[Opinião] Nas cantinas escolares, a precariedade

CRÓNICAS/OPINIÃO João Ferreira

Desde o início do ano letivo que se multiplicam ações de luta das trabalhadoras das cantinas escolares no concelho de Santo Tirso. A extrema precariedade das suas condições de trabalho e seus aspetos nocivos ao bem-estar, exigem uma menção especial.

Como se sabe, a C. M. de Santo Tirso tem optado por concessionar o serviço de refeições das cantinas escolares. A exemplo do que ocorre em outras concessões, impera na empresa o modelo retrógrado que obriga a que se trabalhe cada vez mais, em menos tempo e com menor custo. Está à vista o resultado dessa política.

Dados de máscaras de segmentação:
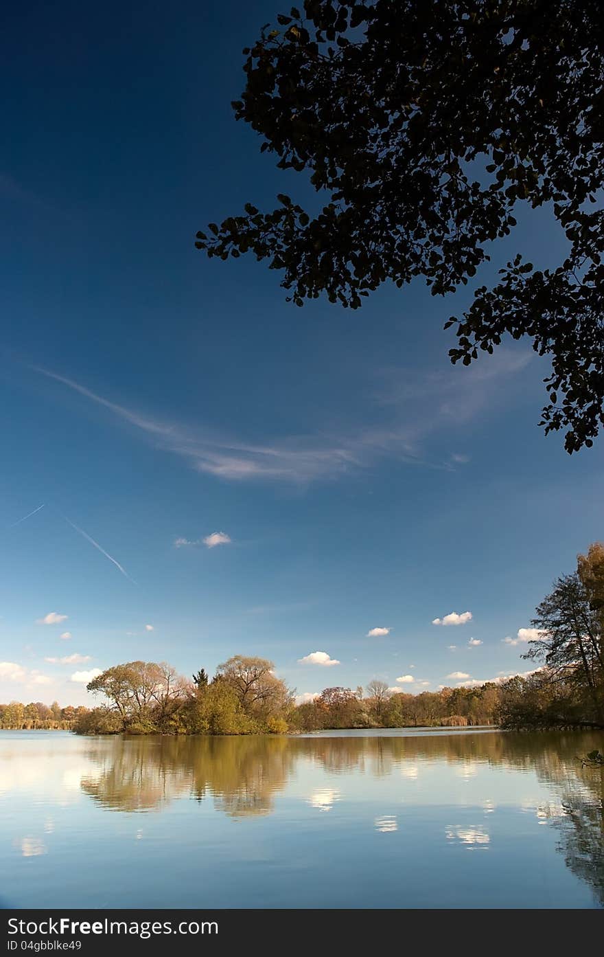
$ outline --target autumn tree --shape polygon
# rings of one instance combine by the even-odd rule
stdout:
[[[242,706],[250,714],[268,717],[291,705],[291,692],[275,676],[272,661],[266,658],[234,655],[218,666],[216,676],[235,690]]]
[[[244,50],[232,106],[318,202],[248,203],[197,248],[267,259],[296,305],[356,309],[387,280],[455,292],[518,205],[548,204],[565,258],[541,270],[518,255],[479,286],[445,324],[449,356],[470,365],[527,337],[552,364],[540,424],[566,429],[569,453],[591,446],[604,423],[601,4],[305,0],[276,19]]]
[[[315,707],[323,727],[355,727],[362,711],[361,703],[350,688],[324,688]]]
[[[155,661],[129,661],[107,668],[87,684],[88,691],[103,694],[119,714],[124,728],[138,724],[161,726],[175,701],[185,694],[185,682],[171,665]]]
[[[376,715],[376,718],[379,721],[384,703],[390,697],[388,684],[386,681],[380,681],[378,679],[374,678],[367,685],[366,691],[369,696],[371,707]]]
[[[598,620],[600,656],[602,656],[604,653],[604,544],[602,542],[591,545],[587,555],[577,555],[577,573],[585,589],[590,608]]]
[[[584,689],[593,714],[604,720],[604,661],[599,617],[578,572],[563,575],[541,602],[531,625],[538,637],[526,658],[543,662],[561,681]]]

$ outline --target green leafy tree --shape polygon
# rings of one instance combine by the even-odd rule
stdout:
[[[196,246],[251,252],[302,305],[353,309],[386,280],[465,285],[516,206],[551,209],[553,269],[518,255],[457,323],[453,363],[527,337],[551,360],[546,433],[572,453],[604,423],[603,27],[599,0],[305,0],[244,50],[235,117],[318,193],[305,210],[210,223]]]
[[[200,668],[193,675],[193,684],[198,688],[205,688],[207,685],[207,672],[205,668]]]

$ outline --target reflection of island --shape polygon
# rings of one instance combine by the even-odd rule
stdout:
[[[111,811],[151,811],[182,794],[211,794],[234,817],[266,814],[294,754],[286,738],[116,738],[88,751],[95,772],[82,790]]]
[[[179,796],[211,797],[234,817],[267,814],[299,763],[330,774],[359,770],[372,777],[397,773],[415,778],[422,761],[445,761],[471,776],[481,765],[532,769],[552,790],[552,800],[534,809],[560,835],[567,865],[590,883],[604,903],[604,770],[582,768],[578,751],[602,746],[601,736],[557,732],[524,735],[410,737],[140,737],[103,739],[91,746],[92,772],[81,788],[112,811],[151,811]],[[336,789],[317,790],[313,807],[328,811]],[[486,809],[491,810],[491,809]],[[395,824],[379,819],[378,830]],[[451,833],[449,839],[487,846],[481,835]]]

---

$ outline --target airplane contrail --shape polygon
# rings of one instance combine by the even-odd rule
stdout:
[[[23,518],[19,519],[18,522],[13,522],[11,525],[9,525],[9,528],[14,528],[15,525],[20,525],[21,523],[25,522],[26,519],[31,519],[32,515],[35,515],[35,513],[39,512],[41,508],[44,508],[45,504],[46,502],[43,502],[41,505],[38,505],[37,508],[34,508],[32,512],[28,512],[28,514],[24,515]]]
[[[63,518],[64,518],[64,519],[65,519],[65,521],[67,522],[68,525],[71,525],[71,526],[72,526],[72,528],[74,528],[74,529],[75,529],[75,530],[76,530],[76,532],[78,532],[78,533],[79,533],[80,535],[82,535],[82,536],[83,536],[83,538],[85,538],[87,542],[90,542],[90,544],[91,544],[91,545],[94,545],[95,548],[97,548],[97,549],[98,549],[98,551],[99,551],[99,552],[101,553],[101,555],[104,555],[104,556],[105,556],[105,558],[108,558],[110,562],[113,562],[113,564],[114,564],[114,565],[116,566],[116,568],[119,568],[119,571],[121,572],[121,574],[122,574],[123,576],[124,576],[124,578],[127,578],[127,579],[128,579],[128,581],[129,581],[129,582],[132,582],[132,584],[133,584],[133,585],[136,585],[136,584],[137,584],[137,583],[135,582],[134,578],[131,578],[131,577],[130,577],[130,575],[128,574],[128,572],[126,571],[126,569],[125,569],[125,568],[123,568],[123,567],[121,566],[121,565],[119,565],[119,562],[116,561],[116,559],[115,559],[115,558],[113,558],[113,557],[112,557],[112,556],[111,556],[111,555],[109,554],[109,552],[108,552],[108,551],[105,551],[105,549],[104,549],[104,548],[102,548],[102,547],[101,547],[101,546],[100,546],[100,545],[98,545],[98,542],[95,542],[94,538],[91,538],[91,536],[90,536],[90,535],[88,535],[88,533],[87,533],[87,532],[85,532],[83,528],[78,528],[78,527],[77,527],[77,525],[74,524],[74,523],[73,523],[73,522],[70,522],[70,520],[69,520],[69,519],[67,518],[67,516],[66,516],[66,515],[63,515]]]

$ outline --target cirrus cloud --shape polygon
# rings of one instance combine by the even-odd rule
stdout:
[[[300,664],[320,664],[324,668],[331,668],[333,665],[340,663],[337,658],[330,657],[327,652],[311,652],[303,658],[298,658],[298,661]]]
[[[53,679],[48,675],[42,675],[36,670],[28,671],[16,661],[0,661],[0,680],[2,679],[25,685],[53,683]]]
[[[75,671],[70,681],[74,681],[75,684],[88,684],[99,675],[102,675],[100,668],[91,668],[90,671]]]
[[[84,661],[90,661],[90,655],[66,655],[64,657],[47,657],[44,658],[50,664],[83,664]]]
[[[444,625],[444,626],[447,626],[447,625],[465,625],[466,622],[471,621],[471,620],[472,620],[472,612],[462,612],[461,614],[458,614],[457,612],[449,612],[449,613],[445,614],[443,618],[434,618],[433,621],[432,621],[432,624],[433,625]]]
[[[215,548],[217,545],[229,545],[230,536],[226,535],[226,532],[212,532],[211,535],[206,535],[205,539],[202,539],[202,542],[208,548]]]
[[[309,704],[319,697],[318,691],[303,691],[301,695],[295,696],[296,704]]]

...

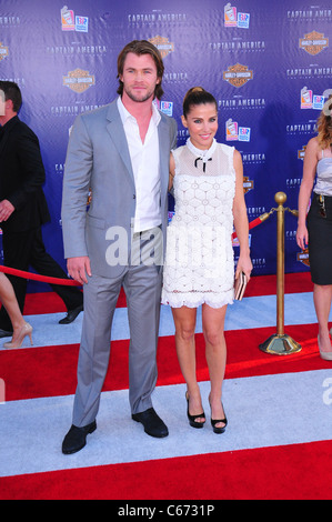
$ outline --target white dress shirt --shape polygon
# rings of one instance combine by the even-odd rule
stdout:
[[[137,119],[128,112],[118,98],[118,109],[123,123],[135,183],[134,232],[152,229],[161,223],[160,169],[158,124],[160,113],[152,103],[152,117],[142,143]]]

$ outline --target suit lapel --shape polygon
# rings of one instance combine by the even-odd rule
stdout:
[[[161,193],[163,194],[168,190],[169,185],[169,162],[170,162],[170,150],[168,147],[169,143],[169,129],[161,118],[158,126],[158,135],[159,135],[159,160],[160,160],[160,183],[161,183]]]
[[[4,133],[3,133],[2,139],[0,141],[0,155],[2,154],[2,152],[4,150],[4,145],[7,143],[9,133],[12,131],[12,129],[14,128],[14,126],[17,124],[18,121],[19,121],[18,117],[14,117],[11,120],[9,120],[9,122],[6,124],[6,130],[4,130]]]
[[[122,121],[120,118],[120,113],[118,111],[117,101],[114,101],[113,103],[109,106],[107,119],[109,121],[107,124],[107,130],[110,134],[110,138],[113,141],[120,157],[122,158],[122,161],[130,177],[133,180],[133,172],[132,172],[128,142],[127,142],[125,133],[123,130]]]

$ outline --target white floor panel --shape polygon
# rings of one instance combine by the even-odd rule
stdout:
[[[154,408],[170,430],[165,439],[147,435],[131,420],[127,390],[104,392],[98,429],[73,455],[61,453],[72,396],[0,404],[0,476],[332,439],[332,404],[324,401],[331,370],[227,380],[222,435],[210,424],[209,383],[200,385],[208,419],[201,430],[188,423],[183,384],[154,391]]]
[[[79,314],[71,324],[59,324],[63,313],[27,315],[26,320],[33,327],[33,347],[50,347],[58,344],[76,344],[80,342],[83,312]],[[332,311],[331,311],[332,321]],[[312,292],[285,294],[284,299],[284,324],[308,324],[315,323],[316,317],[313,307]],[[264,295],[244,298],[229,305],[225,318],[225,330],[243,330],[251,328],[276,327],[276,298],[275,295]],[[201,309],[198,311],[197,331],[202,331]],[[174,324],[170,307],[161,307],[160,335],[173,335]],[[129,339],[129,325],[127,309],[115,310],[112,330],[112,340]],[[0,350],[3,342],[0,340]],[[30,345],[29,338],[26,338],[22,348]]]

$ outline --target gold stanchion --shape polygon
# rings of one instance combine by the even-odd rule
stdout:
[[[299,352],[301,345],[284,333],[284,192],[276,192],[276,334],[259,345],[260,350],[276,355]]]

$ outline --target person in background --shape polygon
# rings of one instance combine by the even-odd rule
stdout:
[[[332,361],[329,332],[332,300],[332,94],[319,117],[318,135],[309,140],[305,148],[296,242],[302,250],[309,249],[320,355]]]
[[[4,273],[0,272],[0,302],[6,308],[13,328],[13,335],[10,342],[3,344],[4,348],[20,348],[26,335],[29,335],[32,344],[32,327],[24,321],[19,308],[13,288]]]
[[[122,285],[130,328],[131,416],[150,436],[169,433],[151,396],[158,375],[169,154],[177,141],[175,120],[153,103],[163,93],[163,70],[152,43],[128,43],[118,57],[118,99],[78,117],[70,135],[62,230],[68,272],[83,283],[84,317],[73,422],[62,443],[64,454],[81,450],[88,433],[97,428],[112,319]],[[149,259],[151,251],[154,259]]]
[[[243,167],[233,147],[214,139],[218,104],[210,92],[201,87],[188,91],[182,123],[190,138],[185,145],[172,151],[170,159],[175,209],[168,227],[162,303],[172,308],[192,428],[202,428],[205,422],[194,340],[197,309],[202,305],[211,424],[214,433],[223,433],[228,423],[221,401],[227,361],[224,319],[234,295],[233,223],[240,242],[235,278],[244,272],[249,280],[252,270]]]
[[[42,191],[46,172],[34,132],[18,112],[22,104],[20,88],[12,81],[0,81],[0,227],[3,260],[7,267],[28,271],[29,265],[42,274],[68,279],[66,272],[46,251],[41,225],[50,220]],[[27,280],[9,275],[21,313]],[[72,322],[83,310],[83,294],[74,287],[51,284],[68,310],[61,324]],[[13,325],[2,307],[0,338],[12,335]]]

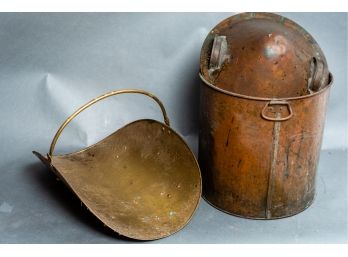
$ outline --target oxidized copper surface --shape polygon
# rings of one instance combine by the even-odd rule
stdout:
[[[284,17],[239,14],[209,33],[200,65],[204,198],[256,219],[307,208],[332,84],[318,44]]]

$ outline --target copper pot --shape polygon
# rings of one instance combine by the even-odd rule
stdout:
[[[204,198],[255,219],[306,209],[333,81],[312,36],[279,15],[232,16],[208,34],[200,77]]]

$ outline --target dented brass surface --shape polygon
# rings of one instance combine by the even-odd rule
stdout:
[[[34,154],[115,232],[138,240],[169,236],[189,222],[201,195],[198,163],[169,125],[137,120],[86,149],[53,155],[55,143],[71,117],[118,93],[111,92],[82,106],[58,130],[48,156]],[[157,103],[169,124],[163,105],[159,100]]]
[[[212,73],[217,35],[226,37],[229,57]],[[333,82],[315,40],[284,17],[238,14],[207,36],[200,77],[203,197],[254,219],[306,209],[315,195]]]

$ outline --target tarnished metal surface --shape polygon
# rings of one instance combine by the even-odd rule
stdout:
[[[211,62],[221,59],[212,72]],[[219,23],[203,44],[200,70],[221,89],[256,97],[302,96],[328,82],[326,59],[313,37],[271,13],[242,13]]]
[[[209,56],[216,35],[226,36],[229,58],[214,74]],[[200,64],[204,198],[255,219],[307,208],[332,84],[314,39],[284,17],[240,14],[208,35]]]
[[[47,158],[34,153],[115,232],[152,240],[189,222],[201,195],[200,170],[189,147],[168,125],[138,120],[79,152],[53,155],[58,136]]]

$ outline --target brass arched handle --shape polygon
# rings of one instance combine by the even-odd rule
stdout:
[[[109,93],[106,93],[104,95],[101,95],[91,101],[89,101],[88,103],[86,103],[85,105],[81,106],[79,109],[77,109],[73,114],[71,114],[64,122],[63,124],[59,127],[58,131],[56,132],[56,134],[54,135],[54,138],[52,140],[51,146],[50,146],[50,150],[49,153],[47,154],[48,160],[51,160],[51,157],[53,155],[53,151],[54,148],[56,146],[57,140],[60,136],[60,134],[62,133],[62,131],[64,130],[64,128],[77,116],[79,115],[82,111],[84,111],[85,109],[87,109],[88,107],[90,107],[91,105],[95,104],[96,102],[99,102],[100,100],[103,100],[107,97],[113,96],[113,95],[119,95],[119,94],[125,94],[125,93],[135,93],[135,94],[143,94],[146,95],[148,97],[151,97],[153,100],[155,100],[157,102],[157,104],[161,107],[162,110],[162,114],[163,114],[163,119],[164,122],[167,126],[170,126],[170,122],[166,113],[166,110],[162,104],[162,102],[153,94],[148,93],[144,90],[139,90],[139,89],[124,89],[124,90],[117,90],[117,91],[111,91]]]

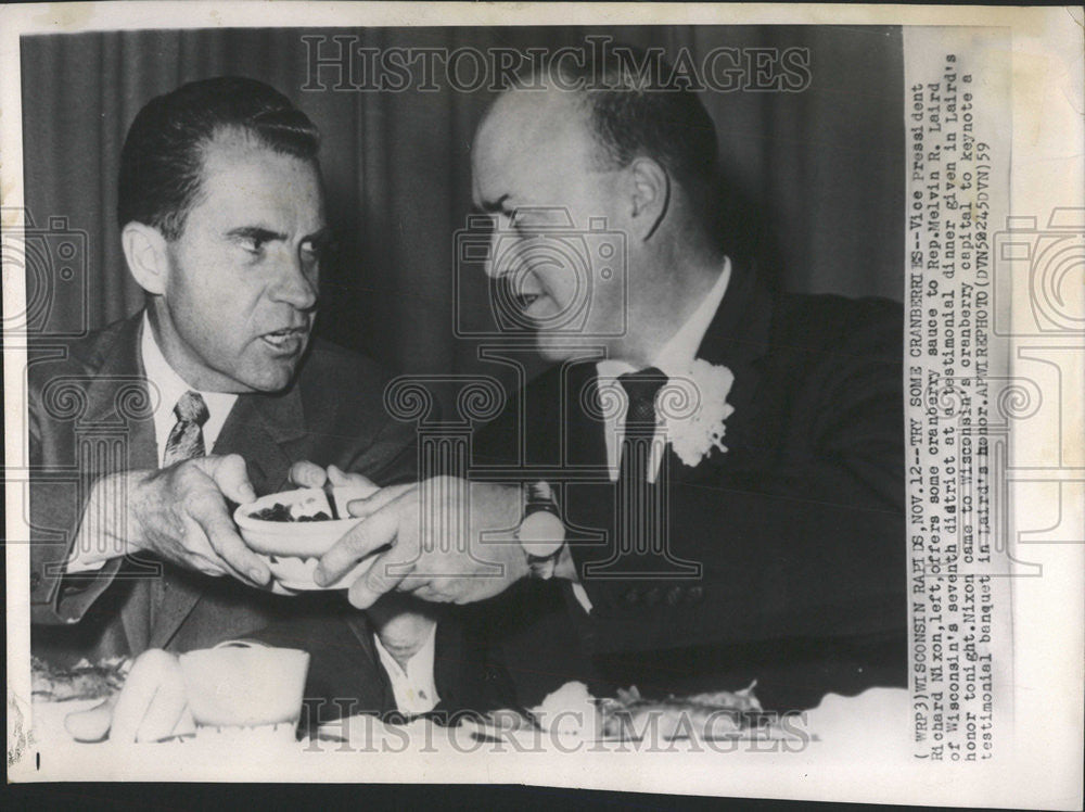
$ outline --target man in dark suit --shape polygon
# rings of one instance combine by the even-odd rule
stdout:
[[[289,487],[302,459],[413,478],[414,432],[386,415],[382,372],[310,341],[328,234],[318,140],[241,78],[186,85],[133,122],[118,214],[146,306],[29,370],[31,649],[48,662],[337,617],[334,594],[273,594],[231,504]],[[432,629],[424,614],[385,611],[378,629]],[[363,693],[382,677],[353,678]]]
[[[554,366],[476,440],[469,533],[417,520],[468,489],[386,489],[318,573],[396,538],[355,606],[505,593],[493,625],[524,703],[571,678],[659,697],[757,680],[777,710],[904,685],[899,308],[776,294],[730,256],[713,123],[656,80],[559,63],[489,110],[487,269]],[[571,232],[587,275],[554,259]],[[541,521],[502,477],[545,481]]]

**Item da tarefa**
Transcreva do artigo sobre as cantinas escolares o trecho que começa em "Como se sabe, a" e termina em "resultado dessa política.", inclusive. O material apresentado é independente do artigo sobre as cantinas escolares.

**Resposta ao exercício**
Como se sabe, a C. M. de Santo Tirso tem optado por concessionar o serviço de refeições das cantinas escolares. A exemplo do que ocorre em outras concessões, impera na empresa o modelo retrógrado que obriga a que se trabalhe cada vez mais, em menos tempo e com menor custo. Está à vista o resultado dessa política.